> **Task**
Among the lines below, count those containing the word "garden". Give the number only.

> **Entries taken from a collection**
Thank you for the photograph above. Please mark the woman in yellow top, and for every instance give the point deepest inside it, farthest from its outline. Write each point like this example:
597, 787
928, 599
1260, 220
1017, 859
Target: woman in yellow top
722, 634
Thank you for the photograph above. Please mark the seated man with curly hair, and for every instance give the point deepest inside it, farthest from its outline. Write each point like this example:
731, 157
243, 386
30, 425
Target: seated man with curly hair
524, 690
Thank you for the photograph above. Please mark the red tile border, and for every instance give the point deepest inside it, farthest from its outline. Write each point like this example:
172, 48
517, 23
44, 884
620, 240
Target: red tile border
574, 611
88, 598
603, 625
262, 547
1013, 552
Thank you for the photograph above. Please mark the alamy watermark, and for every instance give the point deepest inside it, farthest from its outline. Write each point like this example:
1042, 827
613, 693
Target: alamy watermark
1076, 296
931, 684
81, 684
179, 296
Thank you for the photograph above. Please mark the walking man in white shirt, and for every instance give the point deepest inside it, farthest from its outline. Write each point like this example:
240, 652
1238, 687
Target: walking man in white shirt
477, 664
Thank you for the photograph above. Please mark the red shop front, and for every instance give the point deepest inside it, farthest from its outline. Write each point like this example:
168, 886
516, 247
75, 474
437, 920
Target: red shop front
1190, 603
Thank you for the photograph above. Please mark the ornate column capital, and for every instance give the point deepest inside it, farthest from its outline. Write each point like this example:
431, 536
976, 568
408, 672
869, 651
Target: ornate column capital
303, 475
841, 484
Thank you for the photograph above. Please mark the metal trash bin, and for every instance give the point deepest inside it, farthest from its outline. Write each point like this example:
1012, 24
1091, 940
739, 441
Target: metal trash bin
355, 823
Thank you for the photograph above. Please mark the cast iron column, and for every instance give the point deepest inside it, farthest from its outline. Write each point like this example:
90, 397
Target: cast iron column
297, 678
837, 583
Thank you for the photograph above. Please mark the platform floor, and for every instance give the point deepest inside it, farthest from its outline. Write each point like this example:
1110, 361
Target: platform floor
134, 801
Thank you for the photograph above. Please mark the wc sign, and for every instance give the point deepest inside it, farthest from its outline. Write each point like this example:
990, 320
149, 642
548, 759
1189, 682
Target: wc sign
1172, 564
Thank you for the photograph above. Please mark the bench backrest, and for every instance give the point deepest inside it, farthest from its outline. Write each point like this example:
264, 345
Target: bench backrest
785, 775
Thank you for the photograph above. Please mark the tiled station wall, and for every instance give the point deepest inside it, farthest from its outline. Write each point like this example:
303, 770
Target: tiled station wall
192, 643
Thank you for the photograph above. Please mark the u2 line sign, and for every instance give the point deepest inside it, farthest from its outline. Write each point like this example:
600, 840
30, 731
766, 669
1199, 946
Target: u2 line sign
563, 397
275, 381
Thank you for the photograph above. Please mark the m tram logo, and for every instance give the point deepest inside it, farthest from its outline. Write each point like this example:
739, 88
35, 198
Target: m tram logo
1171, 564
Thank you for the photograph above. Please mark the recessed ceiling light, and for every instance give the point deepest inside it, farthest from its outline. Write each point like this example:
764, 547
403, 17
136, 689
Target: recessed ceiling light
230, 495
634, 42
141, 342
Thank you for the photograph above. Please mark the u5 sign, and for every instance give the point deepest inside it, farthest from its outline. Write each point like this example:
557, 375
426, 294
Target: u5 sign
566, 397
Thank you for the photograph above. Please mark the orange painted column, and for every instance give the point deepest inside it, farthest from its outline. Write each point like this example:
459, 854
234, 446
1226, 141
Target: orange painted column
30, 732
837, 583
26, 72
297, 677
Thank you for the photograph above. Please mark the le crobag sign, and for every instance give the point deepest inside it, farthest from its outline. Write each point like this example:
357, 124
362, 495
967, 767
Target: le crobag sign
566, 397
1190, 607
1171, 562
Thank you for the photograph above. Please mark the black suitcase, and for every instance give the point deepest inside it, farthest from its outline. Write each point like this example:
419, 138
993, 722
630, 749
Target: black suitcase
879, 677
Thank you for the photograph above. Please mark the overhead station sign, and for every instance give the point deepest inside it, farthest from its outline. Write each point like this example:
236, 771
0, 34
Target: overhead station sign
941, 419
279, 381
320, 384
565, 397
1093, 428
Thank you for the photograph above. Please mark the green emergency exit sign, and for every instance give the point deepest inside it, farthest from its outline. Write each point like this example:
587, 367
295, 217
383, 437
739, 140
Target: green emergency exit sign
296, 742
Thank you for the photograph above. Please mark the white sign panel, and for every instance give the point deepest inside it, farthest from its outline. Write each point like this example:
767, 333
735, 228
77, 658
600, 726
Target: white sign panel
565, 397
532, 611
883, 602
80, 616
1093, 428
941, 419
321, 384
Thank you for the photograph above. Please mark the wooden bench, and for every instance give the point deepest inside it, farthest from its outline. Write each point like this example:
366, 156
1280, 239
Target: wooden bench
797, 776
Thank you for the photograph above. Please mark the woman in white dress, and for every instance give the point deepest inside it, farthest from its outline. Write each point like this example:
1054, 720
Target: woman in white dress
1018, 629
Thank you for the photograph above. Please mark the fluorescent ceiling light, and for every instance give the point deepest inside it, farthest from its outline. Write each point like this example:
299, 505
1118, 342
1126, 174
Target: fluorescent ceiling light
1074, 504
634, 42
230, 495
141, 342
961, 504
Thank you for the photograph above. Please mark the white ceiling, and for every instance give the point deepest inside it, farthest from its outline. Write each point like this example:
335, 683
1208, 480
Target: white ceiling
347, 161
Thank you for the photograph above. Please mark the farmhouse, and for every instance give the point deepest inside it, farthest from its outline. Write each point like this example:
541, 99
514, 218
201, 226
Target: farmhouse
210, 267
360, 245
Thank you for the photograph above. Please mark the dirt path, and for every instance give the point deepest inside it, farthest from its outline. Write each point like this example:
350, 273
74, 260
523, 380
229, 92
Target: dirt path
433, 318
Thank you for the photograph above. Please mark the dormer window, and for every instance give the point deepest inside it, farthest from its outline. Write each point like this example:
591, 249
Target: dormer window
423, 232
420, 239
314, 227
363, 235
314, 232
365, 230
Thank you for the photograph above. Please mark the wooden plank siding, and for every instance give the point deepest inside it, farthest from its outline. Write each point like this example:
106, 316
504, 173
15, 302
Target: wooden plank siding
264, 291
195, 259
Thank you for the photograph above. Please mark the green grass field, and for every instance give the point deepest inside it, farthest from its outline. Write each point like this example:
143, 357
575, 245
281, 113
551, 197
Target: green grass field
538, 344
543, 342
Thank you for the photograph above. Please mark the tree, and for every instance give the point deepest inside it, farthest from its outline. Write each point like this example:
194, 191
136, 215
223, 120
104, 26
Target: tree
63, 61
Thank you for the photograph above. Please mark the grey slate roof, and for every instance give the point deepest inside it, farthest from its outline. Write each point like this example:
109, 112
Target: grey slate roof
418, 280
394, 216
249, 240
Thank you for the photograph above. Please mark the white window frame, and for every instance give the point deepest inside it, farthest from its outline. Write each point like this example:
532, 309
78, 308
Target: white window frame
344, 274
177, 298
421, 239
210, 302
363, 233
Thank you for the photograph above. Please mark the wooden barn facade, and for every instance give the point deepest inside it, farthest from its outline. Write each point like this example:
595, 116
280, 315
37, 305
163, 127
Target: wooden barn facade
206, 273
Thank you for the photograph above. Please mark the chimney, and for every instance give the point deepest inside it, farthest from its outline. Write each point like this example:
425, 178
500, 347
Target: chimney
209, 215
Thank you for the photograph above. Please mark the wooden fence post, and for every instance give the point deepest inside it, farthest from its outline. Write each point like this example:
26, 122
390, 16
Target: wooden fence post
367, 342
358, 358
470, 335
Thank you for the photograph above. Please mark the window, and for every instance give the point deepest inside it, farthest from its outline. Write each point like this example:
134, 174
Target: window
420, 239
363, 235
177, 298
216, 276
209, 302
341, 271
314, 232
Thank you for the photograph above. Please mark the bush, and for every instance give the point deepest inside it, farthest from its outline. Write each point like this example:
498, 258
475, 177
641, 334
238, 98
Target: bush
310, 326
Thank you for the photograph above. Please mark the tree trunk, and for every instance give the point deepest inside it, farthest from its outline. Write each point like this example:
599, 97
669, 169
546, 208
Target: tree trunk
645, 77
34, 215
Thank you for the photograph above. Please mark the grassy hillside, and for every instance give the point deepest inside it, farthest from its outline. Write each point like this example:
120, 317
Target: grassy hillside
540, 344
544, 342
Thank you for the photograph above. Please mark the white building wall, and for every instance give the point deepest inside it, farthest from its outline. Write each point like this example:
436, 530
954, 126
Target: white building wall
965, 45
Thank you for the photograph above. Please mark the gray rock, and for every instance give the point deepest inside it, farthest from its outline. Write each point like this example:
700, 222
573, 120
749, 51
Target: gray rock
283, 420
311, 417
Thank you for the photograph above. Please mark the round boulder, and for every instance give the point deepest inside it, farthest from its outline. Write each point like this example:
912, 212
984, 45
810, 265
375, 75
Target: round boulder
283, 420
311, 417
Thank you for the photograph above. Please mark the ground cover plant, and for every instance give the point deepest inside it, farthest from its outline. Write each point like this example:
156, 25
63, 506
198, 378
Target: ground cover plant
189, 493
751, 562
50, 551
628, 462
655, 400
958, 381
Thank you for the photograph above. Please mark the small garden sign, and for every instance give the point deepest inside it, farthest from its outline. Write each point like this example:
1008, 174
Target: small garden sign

> **Expected output**
2